Write out, word for word, the first line of the data below and every line after it through the one containing "positive clicks: (134, 121)".

[AVAILABLE RECORDS — start]

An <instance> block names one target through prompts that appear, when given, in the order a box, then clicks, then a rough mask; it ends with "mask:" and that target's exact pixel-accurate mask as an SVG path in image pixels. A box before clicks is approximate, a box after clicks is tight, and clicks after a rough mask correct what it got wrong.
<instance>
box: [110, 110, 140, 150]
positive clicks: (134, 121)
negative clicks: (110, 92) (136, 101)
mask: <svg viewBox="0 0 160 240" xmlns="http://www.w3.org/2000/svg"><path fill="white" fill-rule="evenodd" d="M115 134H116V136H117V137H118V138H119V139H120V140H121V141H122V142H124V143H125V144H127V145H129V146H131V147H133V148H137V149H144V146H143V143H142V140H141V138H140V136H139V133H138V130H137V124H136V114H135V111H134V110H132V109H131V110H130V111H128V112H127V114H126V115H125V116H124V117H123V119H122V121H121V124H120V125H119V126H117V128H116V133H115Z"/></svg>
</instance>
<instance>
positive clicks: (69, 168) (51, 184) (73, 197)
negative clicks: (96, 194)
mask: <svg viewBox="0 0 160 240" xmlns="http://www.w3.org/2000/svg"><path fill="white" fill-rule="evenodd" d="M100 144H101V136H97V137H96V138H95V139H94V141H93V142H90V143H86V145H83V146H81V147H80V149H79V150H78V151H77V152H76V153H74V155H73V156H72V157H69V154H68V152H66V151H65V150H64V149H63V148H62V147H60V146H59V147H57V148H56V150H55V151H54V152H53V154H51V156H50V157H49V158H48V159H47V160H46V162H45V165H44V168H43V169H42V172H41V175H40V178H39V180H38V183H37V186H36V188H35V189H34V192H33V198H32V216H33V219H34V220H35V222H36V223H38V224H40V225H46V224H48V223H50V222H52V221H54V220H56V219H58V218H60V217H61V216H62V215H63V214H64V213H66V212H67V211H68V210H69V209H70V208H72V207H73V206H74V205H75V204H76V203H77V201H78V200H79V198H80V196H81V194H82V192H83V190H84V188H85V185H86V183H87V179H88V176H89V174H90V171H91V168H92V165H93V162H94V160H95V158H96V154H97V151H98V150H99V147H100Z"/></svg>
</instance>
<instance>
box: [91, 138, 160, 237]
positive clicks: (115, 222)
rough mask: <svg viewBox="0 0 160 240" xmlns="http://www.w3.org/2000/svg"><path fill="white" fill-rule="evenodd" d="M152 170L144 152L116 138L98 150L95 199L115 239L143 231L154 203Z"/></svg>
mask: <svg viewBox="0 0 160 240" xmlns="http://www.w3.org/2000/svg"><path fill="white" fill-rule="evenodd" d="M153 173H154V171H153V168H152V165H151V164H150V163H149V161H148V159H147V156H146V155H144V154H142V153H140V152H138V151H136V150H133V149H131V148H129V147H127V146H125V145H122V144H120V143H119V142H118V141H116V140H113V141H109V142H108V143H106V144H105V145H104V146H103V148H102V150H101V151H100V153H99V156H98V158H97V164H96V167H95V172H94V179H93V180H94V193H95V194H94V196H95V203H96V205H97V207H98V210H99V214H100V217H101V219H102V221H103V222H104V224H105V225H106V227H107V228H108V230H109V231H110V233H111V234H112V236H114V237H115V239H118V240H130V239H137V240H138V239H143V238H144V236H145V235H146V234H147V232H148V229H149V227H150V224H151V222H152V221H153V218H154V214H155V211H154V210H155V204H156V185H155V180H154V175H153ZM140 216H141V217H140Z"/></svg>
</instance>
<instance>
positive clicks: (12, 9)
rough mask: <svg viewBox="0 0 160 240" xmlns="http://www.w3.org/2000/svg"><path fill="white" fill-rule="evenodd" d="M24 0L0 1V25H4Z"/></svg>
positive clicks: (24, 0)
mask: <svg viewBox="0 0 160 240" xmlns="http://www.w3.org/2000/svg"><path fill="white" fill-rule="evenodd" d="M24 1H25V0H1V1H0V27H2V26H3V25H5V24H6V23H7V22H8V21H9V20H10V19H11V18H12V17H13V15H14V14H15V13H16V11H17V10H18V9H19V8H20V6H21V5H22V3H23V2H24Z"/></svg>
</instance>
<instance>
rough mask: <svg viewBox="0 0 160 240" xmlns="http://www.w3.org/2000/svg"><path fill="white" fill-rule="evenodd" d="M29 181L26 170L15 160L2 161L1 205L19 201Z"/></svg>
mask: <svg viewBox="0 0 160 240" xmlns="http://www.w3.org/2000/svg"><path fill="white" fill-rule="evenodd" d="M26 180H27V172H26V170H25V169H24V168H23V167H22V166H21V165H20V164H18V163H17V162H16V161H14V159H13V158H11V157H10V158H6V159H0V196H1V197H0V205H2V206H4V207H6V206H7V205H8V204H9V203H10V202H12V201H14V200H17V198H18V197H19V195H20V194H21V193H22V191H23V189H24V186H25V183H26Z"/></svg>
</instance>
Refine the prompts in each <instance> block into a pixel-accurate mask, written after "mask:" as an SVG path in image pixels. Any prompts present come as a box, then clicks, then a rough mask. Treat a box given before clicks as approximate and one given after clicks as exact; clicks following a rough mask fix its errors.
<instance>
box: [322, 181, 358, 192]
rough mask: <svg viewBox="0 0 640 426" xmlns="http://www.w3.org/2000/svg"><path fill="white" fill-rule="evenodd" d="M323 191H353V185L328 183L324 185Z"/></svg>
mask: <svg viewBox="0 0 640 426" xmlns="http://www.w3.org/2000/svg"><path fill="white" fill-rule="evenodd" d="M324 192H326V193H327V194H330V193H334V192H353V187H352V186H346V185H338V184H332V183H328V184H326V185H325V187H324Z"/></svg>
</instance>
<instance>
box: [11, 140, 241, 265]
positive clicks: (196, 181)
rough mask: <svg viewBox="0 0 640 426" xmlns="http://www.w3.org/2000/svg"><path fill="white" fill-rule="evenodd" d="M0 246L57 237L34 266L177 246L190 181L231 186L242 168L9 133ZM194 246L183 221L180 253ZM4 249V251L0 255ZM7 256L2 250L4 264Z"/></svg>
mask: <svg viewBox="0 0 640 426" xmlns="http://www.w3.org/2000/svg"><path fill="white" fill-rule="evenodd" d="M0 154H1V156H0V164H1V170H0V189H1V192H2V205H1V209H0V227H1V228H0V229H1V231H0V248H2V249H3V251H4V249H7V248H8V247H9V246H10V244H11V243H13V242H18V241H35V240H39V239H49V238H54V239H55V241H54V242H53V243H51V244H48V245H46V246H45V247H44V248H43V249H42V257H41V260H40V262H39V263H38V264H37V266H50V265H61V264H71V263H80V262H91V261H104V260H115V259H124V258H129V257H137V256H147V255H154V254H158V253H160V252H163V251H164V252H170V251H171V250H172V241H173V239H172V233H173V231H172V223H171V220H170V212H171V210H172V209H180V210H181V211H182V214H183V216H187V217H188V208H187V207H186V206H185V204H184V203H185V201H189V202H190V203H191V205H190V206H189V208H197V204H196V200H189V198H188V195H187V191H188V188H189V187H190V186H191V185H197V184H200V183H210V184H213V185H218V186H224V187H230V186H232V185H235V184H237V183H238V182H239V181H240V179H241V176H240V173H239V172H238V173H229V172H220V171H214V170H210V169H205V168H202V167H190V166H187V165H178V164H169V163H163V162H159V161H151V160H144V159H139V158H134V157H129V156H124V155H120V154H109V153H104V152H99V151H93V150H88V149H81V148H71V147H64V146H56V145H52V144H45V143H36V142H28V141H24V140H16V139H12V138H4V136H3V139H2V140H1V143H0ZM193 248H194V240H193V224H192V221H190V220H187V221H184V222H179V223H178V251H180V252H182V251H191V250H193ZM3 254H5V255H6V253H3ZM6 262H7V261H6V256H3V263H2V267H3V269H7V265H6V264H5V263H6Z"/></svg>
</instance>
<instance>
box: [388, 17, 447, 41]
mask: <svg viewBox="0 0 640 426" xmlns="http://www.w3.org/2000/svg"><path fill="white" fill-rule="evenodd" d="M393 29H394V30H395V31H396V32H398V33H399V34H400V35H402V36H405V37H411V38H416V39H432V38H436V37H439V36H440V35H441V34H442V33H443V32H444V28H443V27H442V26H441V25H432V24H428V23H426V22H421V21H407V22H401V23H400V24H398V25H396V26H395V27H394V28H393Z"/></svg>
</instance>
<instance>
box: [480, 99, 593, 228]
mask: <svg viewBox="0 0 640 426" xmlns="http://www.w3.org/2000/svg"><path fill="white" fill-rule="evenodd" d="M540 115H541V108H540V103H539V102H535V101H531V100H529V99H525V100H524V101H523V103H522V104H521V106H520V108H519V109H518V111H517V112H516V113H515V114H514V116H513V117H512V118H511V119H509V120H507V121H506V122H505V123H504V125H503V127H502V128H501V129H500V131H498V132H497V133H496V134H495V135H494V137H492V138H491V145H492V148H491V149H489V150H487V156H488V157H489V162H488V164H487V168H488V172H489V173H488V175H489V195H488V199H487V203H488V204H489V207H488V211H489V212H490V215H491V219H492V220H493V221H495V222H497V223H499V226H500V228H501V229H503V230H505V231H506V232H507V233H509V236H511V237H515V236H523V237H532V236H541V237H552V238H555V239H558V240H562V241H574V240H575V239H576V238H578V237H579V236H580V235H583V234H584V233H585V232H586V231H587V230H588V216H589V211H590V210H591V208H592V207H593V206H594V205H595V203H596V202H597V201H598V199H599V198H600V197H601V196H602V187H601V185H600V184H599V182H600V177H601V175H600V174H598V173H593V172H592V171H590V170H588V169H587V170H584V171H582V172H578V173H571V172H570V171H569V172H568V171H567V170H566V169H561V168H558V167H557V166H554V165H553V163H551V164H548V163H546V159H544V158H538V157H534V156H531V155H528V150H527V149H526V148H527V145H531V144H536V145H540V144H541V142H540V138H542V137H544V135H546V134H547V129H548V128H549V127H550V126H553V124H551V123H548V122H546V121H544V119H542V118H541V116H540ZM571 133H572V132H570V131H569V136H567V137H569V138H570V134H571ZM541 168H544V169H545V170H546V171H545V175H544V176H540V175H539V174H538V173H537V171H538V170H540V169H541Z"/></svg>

[AVAILABLE RECORDS — finish]

◆ **RESPONSE TO THIS EXERCISE**:
An <instance> block names one target through prompts that appear, when given, in the order a box, then clicks, then a rough mask; it ends with "mask:" and that target's exact pixel-accurate mask as an SVG path in image pixels. A box before clicks is approximate, a box after clicks is tight, and clicks after a rough mask correct what it got wrong.
<instance>
box: [110, 110, 140, 150]
positive clicks: (134, 121)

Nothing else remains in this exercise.